--- WHAT THE TASK REQUIRES ---
Below is a set of records; restate each one word for word.

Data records
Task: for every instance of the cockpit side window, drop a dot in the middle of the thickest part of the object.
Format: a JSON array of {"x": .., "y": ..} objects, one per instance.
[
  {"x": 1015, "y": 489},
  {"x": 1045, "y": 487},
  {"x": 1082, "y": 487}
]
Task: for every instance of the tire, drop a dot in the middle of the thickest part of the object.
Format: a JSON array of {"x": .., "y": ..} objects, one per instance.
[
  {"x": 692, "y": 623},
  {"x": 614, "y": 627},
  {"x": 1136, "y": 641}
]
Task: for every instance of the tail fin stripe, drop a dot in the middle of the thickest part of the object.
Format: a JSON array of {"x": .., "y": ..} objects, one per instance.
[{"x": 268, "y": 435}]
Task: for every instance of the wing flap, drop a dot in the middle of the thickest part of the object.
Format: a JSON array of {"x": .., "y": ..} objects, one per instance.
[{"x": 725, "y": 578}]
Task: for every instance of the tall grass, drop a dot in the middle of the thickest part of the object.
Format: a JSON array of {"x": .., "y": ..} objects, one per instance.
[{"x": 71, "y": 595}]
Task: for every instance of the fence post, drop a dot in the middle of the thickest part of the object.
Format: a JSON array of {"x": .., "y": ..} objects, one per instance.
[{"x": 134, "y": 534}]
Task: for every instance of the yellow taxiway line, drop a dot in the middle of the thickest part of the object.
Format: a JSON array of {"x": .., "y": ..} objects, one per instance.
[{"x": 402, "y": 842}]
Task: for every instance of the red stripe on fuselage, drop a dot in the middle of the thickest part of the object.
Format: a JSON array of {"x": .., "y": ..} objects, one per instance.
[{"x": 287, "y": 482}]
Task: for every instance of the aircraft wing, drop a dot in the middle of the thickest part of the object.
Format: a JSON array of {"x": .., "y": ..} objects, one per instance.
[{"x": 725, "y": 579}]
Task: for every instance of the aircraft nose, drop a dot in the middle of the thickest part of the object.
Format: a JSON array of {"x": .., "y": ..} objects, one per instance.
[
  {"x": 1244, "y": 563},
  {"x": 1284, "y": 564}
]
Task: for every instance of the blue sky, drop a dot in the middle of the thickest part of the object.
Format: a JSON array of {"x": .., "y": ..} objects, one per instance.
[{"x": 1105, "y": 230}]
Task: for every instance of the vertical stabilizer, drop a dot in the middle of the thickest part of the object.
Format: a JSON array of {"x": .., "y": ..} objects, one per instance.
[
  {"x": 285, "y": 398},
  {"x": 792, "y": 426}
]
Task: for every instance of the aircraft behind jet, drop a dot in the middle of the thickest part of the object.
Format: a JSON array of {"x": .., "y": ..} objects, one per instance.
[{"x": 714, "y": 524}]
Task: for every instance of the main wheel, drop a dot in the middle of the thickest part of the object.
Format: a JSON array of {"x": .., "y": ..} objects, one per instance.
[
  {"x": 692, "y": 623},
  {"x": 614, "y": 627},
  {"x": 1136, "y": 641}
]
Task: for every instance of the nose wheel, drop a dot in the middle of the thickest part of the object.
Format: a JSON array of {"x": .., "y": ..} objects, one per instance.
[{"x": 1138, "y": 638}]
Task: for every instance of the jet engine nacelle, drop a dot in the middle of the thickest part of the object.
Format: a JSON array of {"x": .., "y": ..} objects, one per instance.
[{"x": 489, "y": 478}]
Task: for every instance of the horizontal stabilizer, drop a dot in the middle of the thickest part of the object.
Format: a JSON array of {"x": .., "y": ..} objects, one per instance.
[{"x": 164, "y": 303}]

--- FINISHED ANSWER ---
Task: for every instance of the cockpit side window, drop a dot in the middle of the thickest part of the object.
Format: a JSON array of {"x": .., "y": ..} objects, one per instance.
[
  {"x": 1015, "y": 489},
  {"x": 1045, "y": 487},
  {"x": 1082, "y": 487}
]
Task: for every instance of the tire, drop a dot in the middle of the thickest part of the object.
Format: a JSON array of {"x": .., "y": ..} objects, one per instance.
[
  {"x": 692, "y": 623},
  {"x": 614, "y": 627},
  {"x": 1136, "y": 641}
]
Task: for every instance of the tail fin stripe, drop a dot in the middle of the thickest part of the object.
Format: a JSON array of {"x": .., "y": ..} objects, one per instance.
[{"x": 268, "y": 435}]
Task: for every instance of the wing flap, drop a dot in the middle of the thickest part of the object.
Format: a JSON array of {"x": .., "y": ..} objects, one per instance.
[{"x": 725, "y": 578}]
Task: for every instance of the tall grass, drop a dot in the middle of the thickest part of the object.
Format: a JSON array of {"x": .., "y": ..} objects, one per instance.
[{"x": 71, "y": 595}]
Task: for every instance of the fence post, drop a dot in the middle of the thickest part of the object.
Format: a JSON array of {"x": .., "y": ..} objects, one per instance.
[{"x": 134, "y": 534}]
Task: for every instance of the yellow taxiway line, drop a dot in the middle of the thickest part of the object.
Format: a JSON array of {"x": .., "y": ..} objects, one per instance.
[{"x": 402, "y": 842}]
Task: for every instance of the red stripe on fuselage, drop a dot in the middle of the thickest part of the object.
Format: a JSON array of {"x": .., "y": ..} objects, one per instance.
[{"x": 287, "y": 482}]
Task: for every instance of the aircraft wing, drop a dot in the middle of the thickest part of the object.
Format: a JSON array of {"x": .., "y": ..} objects, one per instance.
[{"x": 725, "y": 579}]
Task: for every instance of the aircraft nose, drop a dot in the middle of the thickest part of the object.
Format: a JSON array of {"x": .., "y": ..} objects, one per instance.
[
  {"x": 1244, "y": 563},
  {"x": 1284, "y": 564}
]
Task: for every instance of the blue sky, drop a dot in the middle of the thickest part of the object.
Format: a JSON array of {"x": .., "y": ..} objects, one per instance.
[{"x": 1105, "y": 230}]
Task: for every instance of the vertical stabilizer, drop a dot in the middle of the thickest part of the object.
Format: a JSON array of {"x": .., "y": ..} objects, one per instance.
[
  {"x": 285, "y": 398},
  {"x": 792, "y": 426}
]
Task: for every instance of the aircraft behind jet, drop a dot in the middle of the thickest part of the object.
Format: a JSON array of {"x": .., "y": ..} objects, one per instance.
[{"x": 714, "y": 524}]
Task: for every instance of the main wheel, drop a dot in the middle of the thickest part of the object.
Format: a JSON array of {"x": .., "y": ..} objects, one per instance.
[
  {"x": 692, "y": 623},
  {"x": 614, "y": 627},
  {"x": 1136, "y": 641}
]
Task: for every instance of the nose wheel, drop a dot in the middle of the thickest part of the object.
Format: a JSON array of {"x": .., "y": ..} objects, one per instance.
[{"x": 1138, "y": 638}]
Task: for every instance of the jet engine nacelle, drop a dot in the middle of the thickest part of the object.
Format: a JSON array of {"x": .., "y": ..} objects, one per instance.
[{"x": 489, "y": 478}]
Task: for every instance of the horizontal stabilizer, drop a dot in the middle of the thickest part of the object.
Format: a JSON array of {"x": .., "y": ..} objects, one per instance.
[{"x": 164, "y": 303}]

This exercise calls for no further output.